> [WRITTEN REQUEST]
Repeat each line of the material below exactly as it appears, minus any pictures.
■ ■ ■
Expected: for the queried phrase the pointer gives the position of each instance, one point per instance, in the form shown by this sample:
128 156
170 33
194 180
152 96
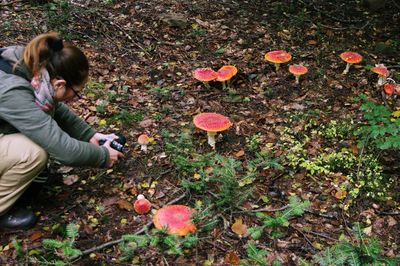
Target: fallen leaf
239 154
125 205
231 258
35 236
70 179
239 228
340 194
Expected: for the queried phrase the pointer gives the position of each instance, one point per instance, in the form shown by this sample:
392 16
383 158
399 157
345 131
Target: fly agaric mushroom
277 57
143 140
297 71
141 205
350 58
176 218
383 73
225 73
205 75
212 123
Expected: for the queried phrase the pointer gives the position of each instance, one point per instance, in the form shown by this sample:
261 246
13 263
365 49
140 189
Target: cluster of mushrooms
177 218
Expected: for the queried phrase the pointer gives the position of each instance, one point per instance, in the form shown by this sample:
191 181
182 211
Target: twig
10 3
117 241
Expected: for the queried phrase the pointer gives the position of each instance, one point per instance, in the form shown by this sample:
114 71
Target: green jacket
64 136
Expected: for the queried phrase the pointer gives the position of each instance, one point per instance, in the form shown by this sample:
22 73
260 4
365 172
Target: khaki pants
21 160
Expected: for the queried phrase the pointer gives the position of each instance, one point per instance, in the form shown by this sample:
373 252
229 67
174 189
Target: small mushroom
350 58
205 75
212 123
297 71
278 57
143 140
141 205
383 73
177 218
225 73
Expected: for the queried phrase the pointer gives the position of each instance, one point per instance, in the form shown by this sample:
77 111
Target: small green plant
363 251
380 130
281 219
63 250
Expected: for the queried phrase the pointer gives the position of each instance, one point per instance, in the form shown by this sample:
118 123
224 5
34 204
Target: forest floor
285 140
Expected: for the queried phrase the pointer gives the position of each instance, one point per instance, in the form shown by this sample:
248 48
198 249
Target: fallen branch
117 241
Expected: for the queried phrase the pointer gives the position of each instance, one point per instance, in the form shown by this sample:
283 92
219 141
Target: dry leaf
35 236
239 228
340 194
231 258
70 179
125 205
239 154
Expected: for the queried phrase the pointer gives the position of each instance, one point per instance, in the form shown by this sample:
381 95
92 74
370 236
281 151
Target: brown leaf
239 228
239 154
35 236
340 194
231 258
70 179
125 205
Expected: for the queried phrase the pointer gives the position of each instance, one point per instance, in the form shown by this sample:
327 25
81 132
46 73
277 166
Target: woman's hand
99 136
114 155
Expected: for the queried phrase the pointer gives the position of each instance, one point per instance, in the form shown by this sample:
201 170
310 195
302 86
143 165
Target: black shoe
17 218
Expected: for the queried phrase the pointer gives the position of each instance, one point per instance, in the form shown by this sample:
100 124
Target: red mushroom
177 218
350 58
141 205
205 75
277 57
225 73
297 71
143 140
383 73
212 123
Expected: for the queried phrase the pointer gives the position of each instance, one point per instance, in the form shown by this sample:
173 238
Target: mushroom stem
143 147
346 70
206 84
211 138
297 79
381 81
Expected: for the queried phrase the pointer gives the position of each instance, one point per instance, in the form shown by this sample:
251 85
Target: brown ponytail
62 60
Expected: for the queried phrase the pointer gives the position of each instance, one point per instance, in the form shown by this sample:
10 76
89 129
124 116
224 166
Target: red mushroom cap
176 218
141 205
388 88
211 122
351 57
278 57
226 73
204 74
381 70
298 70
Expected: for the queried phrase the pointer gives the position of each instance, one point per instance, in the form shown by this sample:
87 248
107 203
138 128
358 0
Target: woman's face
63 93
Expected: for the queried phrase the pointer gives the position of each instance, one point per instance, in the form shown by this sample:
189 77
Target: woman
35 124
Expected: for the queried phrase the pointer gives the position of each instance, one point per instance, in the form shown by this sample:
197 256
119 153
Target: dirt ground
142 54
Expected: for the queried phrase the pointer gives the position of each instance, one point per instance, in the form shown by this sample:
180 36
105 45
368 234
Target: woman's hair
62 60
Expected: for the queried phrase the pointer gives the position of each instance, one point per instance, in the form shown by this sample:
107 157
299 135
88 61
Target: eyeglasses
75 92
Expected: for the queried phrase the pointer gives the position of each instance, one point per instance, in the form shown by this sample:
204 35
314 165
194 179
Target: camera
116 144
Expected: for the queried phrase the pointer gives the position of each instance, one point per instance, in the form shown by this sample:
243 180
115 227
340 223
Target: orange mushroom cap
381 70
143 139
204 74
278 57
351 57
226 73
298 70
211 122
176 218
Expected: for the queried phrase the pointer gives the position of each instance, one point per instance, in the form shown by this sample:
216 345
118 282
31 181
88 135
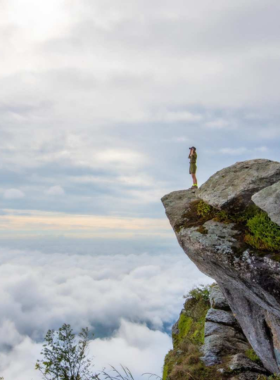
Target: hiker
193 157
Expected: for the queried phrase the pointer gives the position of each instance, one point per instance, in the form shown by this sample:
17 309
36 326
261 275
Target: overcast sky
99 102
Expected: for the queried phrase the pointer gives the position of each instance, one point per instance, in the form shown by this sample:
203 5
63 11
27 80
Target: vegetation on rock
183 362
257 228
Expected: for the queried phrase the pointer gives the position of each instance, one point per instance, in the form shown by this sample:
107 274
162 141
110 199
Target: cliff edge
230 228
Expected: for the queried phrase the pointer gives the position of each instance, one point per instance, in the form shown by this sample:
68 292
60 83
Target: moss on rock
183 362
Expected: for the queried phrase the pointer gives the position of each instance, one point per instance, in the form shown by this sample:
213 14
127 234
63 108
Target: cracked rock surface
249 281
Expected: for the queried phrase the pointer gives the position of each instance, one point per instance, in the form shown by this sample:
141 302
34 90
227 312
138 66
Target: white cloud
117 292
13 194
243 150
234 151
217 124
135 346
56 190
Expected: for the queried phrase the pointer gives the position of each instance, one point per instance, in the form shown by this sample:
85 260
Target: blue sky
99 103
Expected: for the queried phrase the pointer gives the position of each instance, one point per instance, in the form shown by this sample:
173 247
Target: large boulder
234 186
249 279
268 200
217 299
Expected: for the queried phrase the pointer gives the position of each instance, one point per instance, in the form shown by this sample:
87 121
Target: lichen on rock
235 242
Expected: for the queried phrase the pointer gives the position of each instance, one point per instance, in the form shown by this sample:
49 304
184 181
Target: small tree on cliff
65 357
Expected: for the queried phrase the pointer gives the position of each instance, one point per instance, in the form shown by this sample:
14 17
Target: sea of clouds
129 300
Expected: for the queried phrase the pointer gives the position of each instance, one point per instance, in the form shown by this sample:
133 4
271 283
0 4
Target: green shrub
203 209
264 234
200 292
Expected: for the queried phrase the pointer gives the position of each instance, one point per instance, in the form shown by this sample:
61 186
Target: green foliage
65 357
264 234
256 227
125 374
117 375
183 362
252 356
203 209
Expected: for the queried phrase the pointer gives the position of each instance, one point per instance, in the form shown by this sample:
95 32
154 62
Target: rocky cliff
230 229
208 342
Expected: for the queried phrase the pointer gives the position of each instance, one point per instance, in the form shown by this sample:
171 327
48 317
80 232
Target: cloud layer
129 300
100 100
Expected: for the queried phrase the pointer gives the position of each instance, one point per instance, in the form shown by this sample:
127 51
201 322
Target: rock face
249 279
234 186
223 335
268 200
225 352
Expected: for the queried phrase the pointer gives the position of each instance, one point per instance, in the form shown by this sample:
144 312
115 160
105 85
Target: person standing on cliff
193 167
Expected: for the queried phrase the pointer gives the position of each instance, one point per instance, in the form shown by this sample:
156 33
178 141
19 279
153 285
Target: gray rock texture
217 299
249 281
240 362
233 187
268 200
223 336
■ ■ ■
> [COMPLETE OUTPUT]
Expected: for the queried phrase the pointer gives the position of each instance, one point per instance, in the form shown by this sample:
128 156
170 33
194 180
152 96
Target: fallen leaf
239 154
125 205
231 258
35 236
70 179
239 228
340 194
Expected: for the queried phrase the pointer gives the position of each instance, one point per instance, in the form shown by this sample:
392 16
383 158
399 157
345 131
Target: fly agaric mushroom
277 57
143 140
297 71
141 205
350 58
176 218
383 73
225 73
205 75
212 123
Expected: for the queried phrase the pointer gives the position of each instance, one point per instance, in the form shown by this sample:
261 246
13 263
365 49
140 189
Target: cluster of mushrooms
177 218
Expected: for the queried phrase the pointer gives the position of each instance, one point per instance, in the form shown by this sample:
191 181
182 211
Target: twig
10 3
117 241
Expected: for the queried phrase the pointer gives the position of each instance, one point per instance, in the form shown by this sample:
114 71
Target: green jacket
64 136
Expected: for the queried phrase the pointer gives the position of each instance, one point per instance, in the form shown by this sample:
22 73
260 4
365 172
Target: khaki pants
21 160
Expected: for the queried phrase the pointer gives the position of each instance, one point per instance, in the form shown by this sample:
373 252
229 67
174 189
Target: small mushroom
350 58
205 75
212 123
297 71
278 57
143 140
141 205
383 73
177 218
225 73
Expected: for the queried phrase the pointer gives the position of each instance, one point per instance, in the form shown by this sample:
77 111
Target: small green plant
363 251
380 130
281 219
63 250
Expected: for the queried phrase the pointer gives the position of each instance, one point per instance, in the form shown by this sample:
118 123
224 5
34 204
Target: forest floor
285 140
Expected: for the queried phrase the pointer gives the position of each instance, one point per instance, in the form shown by this sample:
248 48
198 249
Target: fallen branch
117 241
Expected: for the queried phrase the pointer gives the position of each instance, one point per instance, in the form shown by this sample:
283 92
219 141
Target: dry leaf
35 236
239 228
340 194
231 258
70 179
125 205
239 154
Expected: for the queried phrase the pointer gives the position of each instance, one point per instance, in the form shown by this sample:
381 95
92 74
370 236
281 151
Target: brown leaf
239 228
239 154
35 236
340 194
231 258
70 179
125 205
Expected: for the queried phrase the pointer gives the position of each instance, one point per instance, in the form shown by this sample:
327 25
81 132
46 73
277 166
Target: woman's hand
99 136
114 155
Expected: for the queried phrase the pointer gives the position of each instance, one point per instance, in the form shown by this sample:
201 170
310 195
302 86
143 165
Target: black shoe
17 218
Expected: for the queried phrase the pointer gives the position of each instance, one point per instance, in the form shown by this sample:
100 124
Target: red mushroom
177 218
350 58
141 205
205 75
277 57
225 73
297 71
143 140
383 73
212 123
Expected: for the queried phrase the pointer gives the position of each instance, one point per instance, in the form shown by this sample:
173 238
Target: mushroom stem
143 147
346 70
206 84
211 138
297 79
381 81
Expected: for the queried phrase the pointer gives the position of each instance, one point per instance, in the form shown by this sample:
251 85
Target: brown ponytail
62 60
Expected: for the queried phrase the pointer gives the position of each instance, one point per instance, in the form shown by this sample:
10 76
89 129
124 116
224 166
Target: red mushroom cap
176 218
141 205
388 88
211 122
351 57
278 57
226 73
204 74
381 70
298 70
Expected: for the queried phrase the pointer gives the position of each instance, one point per instance, in the form shown by this sample:
87 248
107 203
138 128
358 0
Target: woman's face
63 93
Expected: for the queried phrase the pointer gives the position of each instance, one point per instance, in the form shown by this sample:
189 77
Target: woman
35 124
Expected: for the queried phrase the pointer gives the position of each instance, one point per instance, in the form shown by this sample:
197 256
119 153
Target: dirt ground
142 54
Expected: for the queried phrase the pointer gives the position of each instance, one point per instance, in the form shown by this sample:
180 36
105 45
368 234
Target: woman's hair
62 60
Expected: for the queried phrase the pointer gives the position of each instance, one point per instance, in the form shown by this sample:
107 157
299 135
88 61
Target: eyeglasses
75 92
Expected: for the queried phrase the pointer gives the position of each instance, one point per instance, in the form shown by this sample:
204 35
314 165
194 179
Target: camera
116 144
Expected: for the queried phrase the pointer gives the position of each instance, one point per instance, in the form shown by this sample:
243 180
115 227
340 223
Target: orange mushroom cap
381 70
143 139
204 74
278 57
351 57
226 73
298 70
211 122
176 218
Expected: for the queried phrase the pointer gives the position of each instance, one point per instance, in the form shown by this sample:
216 345
118 282
31 181
88 135
Target: hiker
193 157
Expected: for the queried phrase the pointer gives the position of each instance, one point per instance, in the form shown by this sample:
17 309
36 326
261 275
Target: overcast sky
99 102
Expected: for the queried phrase the pointer gives the position of each instance, one point per instance, in the form shown by this sample:
203 5
63 11
27 80
Target: vegetation on rock
183 362
257 228
Expected: for the queried phrase the pointer gives the position of each instance, one point per instance, in the form shown by this sample:
107 274
162 141
110 199
Target: cliff edge
230 228
Expected: for the queried phrase the pointer gives the position of each instance, one point per instance, in the form shown by this sample:
68 292
60 83
Target: moss on rock
183 362
Expected: for the queried phrase the pointer gives the position of each instance, one point per instance, in the form shown by this sample:
213 14
127 234
63 108
Target: cracked rock surface
249 281
Expected: for the queried phrase the pointer gives the position of each instance, one point per instance, in the form shown by this sample:
141 302
34 90
227 312
138 66
Target: white cloud
117 292
13 194
243 150
234 151
217 124
135 346
56 190
Expected: for the queried phrase the pointer gives the position of each instance, one point per instance, in the form shown by this sample:
85 260
Target: blue sky
99 103
Expected: for the queried phrase the pointer gives the position of each instance, one point per instance, in the form shown by this sample:
173 247
Target: large boulder
234 186
249 279
268 200
217 299
Expected: for the queried phrase the pointer gives the position of each instance, one point per instance, in the form shown by this sample:
87 121
Target: lichen on rock
235 242
Expected: for the queried phrase the pointer gives the position of each instance, one point per instance, in the form shown by this sample:
49 304
184 181
Target: small tree on cliff
65 357
Expected: for the queried phrase the pointer gives the position of each instance, one point per instance, in the form shown by this sample:
14 17
Target: sea of clouds
129 300
Expected: for the queried phrase the pointer gives the position of each instance, one point per instance, in the form shown by this sample:
133 4
271 283
0 4
Target: green shrub
203 209
264 234
200 292
Expected: for the queried phrase the pointer gives the position of each instance, one point per instance, in the form shown by this sample:
61 186
Target: green foliage
65 357
264 234
256 227
125 374
117 375
183 362
252 356
203 209
Expected: for the queried phrase the pointer gives the position of each instance, one point per instance, in the form shown by this sample:
95 32
154 62
Target: rocky cliff
230 229
208 342
Expected: for the queried phrase the pointer gives the position of each instance, one point per instance, in the form shown by this sample:
171 327
48 317
80 232
Target: cloud layer
129 300
100 100
Expected: for the queried phrase the pointer gives the position of each instance, one point per instance, in the form shown by this sample:
127 51
201 322
Target: rock face
249 279
234 186
223 335
268 200
225 352
Expected: for the queried phrase the pointer gives the position of each instance, one point per instance, in the form shown by this sample:
144 312
115 160
105 85
Target: person standing on cliff
193 167
Expected: for the queried phrase the pointer gives the position of each instance, one point per instance, in the form shown by this sample:
156 33
178 141
19 279
153 285
Target: gray rock texture
217 299
249 281
240 362
233 187
268 200
223 336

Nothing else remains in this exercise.